Somos nuestra amenaza

 

Entre videntes y no videntes pasamos los días y los años, aceptando movernos en las tinieblas con la sumisión de una mascota, siempre a sabiendas de que somos nuestra propia amenaza aun en los momentos de cierta lucidez, porque esa lucidez no nos alcanza para entender, para entendernos, para reconocer que no podemos caer en la trampa de beber de nuevo de la misma fuente.

Pero lo hacemos.

Una y otra vez volvemos a caer en el pozo de los errores que ya cometimos. Una y otra vez, incluso conociendo las consecuencias, bebemos de la poción que nos convierte en Edward Hyde.

Destruimos todo a nuestro alrededor, sembramos el terror, destrozamos a quienes se interpongan. Y después de semejante ceguera destructiva el amanecer nos encuentra siendo nuevamente el honorable doctor Henry Jekyll, con nuestro secreto a cuestas, sin saber quiénes somos en realidad, con la certeza de que el magnético poder de Hyde nos llevará, tarde o temprano, a beber nuevamente de nuestro brebaje, aunque conozcamos las consecuencias de eso.

 

Dos goles

 

¿Entonces, qué somos?

Vaya a saber.

Cómo saberlo.

Y tampoco pareciera una cosa tan importante. Mucho menos urgente.

Tal vez, como a las partículas subatómicas, sólo podrían, ajenos observadores, definirnos por nuestras consecuencias.

O tal vez seamos algo tan contradictorio que la única aproximación posible para entendernos sean nuestras contradicciones.

Tal vez.

Aunque no sería algo urgente. Ni importante.

Tal vez seamos el doctor Jekyll y el señor Hyde. Ciegos y videntes. Constructores de monstruos y víctimas de bestias blancas.

Entre tantos opuestos, quizá la aproximación a una posible respuesta no esté tanto en la literatura y en las palabras que usamos para explicarnos sino, sencillamente, en un partido de fútbol.

¿O es que no nos asemejamos a ese partido de 1986 contra Inglaterra en el que un pibe nacido en las clases más bajas hizo los dos goles de una histórica victoria: uno, el más bello jamás visto en un Mundial; el otro, el más tramposo de todos los mundiales?

Registros:

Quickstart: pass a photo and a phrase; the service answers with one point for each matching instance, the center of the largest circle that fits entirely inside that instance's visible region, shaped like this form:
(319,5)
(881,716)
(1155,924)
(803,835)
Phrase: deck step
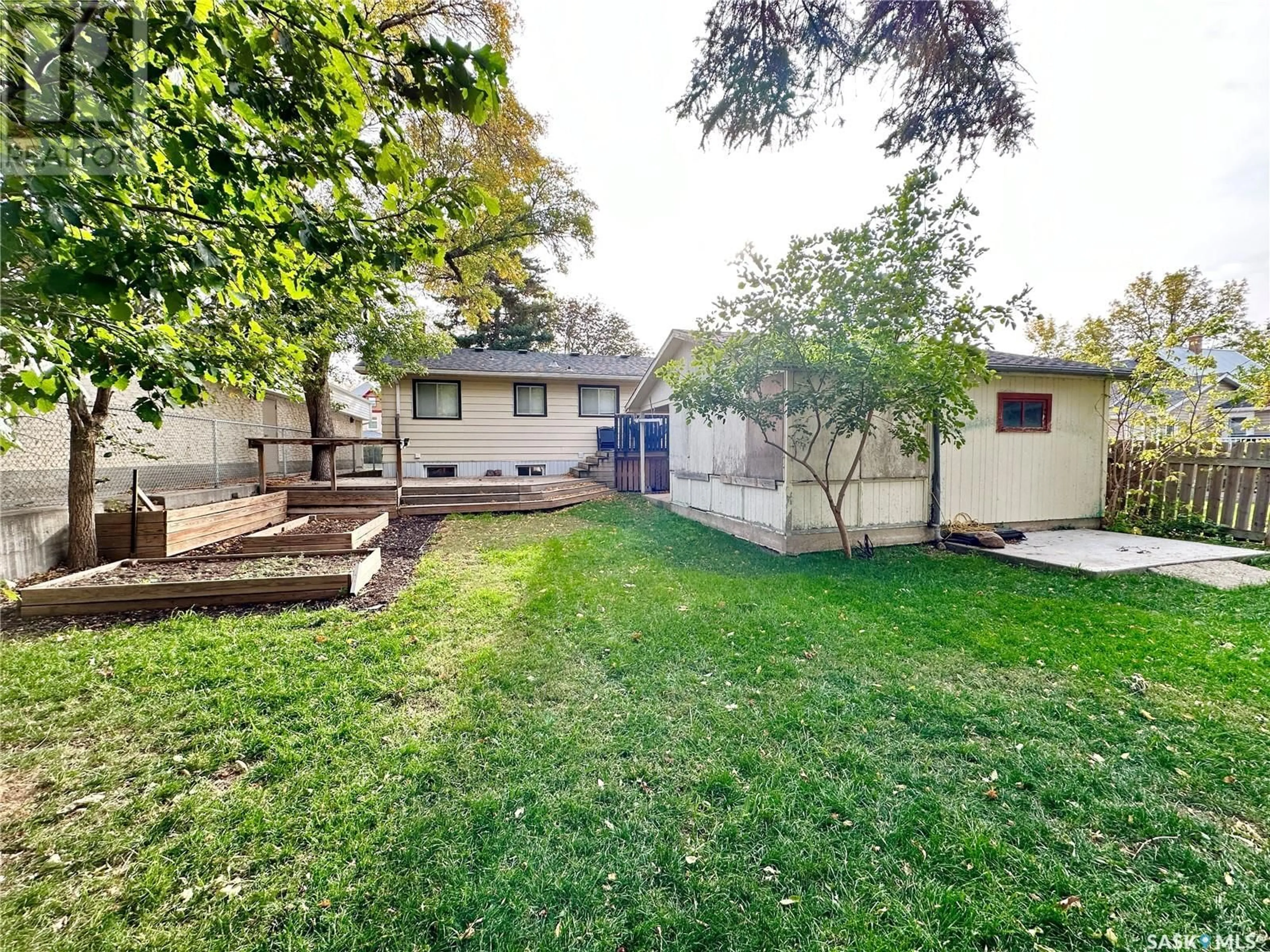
(547,502)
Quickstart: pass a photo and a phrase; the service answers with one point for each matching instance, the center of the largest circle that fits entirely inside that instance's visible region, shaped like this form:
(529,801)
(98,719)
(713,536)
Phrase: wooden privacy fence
(1230,488)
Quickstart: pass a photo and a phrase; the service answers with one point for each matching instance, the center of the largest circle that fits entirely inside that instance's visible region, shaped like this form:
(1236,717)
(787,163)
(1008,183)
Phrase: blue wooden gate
(657,452)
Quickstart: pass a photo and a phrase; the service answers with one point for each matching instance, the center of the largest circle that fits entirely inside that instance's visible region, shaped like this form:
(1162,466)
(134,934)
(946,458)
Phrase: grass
(614,729)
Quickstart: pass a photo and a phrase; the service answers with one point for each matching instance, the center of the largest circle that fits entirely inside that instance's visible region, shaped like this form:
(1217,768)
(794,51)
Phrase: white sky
(1152,153)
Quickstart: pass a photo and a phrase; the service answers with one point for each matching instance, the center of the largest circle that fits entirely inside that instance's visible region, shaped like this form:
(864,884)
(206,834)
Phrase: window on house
(437,400)
(1024,413)
(597,402)
(530,399)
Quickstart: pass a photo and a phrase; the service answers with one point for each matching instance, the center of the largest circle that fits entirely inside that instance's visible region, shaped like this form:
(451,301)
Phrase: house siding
(489,436)
(1019,478)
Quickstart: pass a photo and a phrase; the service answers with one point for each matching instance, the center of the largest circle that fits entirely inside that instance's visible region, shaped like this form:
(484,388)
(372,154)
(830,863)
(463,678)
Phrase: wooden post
(133,537)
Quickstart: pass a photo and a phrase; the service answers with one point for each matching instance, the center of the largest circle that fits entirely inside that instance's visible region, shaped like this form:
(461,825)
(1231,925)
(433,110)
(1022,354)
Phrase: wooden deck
(441,497)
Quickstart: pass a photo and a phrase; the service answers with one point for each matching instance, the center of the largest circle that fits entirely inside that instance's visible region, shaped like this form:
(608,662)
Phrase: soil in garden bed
(323,525)
(195,571)
(401,545)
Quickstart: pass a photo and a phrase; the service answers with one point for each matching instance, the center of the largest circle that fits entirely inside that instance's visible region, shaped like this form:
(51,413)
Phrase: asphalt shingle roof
(538,364)
(1031,364)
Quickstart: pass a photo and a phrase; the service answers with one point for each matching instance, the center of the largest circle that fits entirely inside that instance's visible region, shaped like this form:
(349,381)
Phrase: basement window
(1024,413)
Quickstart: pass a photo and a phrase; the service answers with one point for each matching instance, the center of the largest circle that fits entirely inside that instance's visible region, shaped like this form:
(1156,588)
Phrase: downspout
(397,409)
(937,480)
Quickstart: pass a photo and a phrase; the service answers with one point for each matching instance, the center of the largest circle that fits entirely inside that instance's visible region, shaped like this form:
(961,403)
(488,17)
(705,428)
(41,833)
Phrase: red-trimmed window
(1024,413)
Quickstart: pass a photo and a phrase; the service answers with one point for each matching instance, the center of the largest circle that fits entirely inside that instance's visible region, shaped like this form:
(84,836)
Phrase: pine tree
(520,320)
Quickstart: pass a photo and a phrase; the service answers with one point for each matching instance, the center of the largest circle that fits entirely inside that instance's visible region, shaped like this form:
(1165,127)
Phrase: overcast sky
(1152,154)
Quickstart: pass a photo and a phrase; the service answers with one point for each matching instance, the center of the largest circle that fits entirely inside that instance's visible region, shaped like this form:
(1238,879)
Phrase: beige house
(512,413)
(1034,457)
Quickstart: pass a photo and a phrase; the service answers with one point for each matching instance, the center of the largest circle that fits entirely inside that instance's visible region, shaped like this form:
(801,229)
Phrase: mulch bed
(401,545)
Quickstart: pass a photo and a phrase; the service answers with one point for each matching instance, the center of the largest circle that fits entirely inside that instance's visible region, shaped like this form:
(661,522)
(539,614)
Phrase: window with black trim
(597,402)
(1024,413)
(437,400)
(530,399)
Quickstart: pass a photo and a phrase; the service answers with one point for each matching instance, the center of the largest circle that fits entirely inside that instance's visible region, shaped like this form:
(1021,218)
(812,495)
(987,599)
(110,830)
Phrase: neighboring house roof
(538,364)
(1226,362)
(999,361)
(1002,362)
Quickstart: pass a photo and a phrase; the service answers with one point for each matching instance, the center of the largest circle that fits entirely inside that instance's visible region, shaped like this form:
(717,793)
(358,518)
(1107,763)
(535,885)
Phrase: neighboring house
(1034,457)
(1217,386)
(374,427)
(517,413)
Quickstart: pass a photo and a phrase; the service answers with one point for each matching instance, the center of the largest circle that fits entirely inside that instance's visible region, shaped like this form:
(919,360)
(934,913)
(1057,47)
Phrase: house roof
(1002,362)
(538,364)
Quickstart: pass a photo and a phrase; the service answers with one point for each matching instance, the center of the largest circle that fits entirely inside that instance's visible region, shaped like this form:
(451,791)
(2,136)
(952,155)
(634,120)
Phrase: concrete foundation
(32,541)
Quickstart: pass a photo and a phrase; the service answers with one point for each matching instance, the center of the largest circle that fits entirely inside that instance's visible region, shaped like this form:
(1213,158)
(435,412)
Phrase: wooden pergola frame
(260,445)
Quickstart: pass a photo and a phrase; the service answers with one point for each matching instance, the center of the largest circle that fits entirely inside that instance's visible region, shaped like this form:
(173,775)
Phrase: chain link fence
(187,452)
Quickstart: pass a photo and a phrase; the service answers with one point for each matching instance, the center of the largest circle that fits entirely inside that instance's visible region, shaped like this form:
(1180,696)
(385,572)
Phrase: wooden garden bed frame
(276,539)
(169,532)
(59,598)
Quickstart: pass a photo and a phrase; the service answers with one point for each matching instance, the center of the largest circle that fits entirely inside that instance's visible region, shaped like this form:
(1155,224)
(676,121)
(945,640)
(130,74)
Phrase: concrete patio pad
(1098,553)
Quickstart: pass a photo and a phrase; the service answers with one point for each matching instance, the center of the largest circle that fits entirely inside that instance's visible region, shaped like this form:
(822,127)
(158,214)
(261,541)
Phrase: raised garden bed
(316,534)
(143,584)
(169,532)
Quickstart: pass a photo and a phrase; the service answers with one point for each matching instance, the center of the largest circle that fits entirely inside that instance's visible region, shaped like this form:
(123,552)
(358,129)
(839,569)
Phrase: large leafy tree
(768,70)
(525,200)
(587,327)
(853,333)
(535,201)
(267,158)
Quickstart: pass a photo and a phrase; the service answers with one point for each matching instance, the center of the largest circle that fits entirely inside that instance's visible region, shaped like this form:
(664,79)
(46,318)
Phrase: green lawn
(615,729)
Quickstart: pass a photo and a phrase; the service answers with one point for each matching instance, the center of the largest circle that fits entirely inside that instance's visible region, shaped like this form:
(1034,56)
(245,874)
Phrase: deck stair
(497,496)
(346,500)
(597,466)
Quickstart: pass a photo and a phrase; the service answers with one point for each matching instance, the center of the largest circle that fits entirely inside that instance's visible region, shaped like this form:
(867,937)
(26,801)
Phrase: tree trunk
(87,426)
(320,419)
(842,527)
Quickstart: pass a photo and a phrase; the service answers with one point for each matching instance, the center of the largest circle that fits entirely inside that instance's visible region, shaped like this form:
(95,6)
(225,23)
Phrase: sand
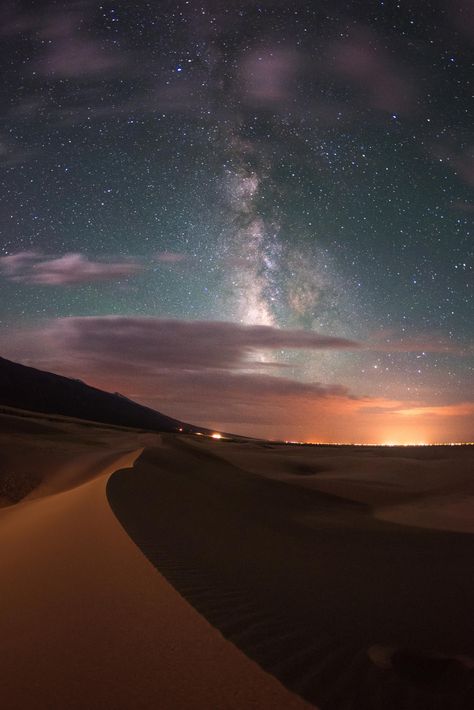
(85,620)
(345,609)
(175,572)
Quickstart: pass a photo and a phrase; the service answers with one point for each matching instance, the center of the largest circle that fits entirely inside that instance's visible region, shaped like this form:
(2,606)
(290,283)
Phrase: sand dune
(280,550)
(85,620)
(346,610)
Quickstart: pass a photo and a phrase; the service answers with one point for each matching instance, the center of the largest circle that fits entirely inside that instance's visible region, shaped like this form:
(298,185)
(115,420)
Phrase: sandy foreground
(85,620)
(177,582)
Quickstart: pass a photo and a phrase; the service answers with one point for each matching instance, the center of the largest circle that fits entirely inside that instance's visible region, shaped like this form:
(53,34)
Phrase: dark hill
(27,388)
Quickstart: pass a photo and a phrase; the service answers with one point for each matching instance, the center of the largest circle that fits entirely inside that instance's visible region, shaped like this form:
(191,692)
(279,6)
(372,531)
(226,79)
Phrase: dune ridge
(305,582)
(85,620)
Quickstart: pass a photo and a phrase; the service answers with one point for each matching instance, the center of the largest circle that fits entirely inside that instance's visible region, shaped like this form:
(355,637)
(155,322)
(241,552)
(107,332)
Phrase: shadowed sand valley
(286,576)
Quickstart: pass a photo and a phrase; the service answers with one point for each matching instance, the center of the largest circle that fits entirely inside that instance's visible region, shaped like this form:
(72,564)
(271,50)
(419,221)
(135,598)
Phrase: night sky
(253,216)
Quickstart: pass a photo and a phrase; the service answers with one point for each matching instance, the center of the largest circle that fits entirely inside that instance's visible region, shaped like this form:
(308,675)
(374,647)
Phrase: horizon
(256,220)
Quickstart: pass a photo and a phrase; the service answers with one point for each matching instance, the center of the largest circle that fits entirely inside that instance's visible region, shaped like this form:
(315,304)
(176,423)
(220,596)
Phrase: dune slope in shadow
(305,583)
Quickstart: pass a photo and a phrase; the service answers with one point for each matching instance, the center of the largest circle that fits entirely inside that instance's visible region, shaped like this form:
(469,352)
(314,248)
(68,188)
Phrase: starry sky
(254,216)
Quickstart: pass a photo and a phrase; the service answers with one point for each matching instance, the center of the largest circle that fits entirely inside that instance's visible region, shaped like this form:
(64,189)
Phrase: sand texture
(86,622)
(347,610)
(176,572)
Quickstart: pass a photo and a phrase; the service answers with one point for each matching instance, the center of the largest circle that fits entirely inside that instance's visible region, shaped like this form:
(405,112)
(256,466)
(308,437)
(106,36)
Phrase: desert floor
(164,571)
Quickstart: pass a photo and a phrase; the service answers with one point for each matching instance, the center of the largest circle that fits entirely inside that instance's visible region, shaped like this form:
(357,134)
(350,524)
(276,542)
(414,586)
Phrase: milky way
(298,166)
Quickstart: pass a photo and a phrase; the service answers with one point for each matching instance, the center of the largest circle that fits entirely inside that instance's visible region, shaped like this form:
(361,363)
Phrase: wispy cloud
(68,270)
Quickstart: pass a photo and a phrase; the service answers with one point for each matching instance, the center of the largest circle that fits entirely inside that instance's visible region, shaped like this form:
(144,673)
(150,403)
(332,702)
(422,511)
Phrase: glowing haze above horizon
(252,216)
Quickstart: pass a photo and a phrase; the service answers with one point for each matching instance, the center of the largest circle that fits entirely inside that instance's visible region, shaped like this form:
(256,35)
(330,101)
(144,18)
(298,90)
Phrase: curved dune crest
(87,622)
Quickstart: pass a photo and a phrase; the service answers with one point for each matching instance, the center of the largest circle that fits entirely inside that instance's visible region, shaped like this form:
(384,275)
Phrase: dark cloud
(363,61)
(156,344)
(68,270)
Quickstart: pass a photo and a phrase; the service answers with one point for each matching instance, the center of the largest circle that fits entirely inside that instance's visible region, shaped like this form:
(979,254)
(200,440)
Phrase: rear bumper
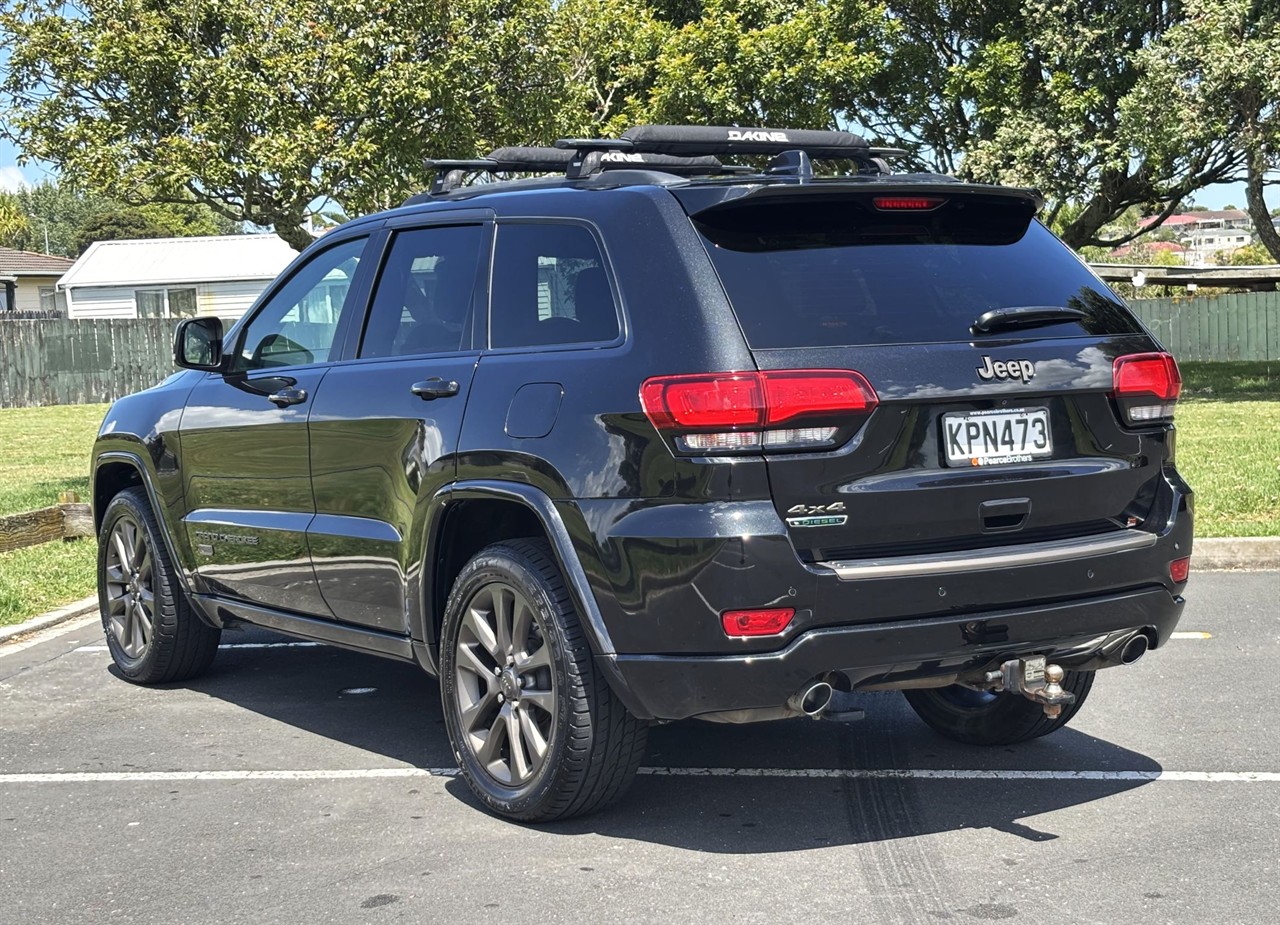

Ejercicio propuesto 1:
Según el pasaje citado, ¿contra qué selección se jugó el partido de 1986?
Ejercicio propuesto 2:
Selecciona cada línea de los registros que contenga la palabra "dune". Ten en cuenta que se distinguen mayúsculas y minúsculas.

Resultado esperado 1:
Contra Inglaterra.

Resultado esperado 2:
Phrase: sand dune
Phrase: dune ridge
Phrase: dune slope in shadow
Phrase: curved dune crest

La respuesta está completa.